**INPUT ROWS:**
====================

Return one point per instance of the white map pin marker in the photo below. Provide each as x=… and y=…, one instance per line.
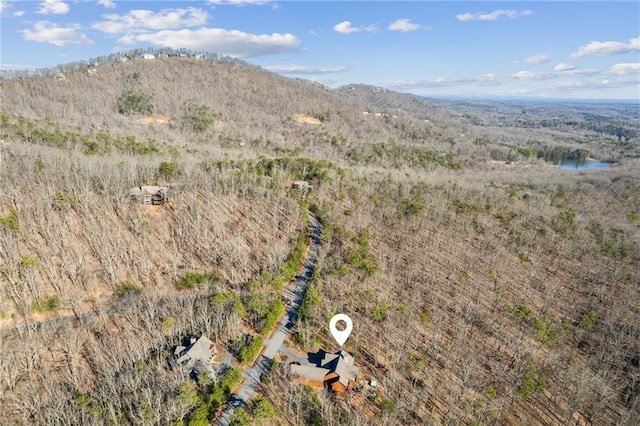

====================

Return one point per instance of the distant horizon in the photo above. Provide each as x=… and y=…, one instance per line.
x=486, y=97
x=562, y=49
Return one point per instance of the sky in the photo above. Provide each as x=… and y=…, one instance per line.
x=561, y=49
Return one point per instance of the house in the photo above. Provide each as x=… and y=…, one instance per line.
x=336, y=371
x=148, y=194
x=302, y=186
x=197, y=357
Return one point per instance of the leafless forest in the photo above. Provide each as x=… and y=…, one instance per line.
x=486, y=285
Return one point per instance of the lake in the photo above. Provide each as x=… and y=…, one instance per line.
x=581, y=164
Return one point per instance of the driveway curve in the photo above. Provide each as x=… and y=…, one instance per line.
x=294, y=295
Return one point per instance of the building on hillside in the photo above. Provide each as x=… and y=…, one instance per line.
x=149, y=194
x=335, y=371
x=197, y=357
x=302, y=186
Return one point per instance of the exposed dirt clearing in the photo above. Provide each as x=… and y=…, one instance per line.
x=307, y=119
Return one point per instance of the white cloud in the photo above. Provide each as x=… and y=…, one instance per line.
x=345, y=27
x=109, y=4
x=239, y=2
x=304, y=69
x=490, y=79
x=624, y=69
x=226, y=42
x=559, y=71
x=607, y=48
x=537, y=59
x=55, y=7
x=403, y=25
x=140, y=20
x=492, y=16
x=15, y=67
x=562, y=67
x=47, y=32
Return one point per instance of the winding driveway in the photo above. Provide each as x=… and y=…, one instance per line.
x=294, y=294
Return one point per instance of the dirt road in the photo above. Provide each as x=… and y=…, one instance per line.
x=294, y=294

====================

**GIVEN EXERCISE:** Copy out the rows word for word, starting at the line that contains "Return one point per instance of the lake" and ending at the line that contains "x=307, y=119", including both.

**ANSWER TO THIS TASK:**
Return one point per instance of the lake in the photo above. Provide each as x=… and y=…, one instance per line.
x=581, y=164
Return one point per instance of the driveway curve in the photo above. Provide each as x=… and y=…, one instance per line.
x=294, y=295
Return one point per instance of the building on hillside in the photo above. Provide each as x=… and y=…, one instance per line.
x=149, y=194
x=335, y=371
x=197, y=357
x=302, y=186
Return one point per instance of the exposed dirt clearing in the photo above. Provide each as x=… and y=…, one instance per line.
x=307, y=119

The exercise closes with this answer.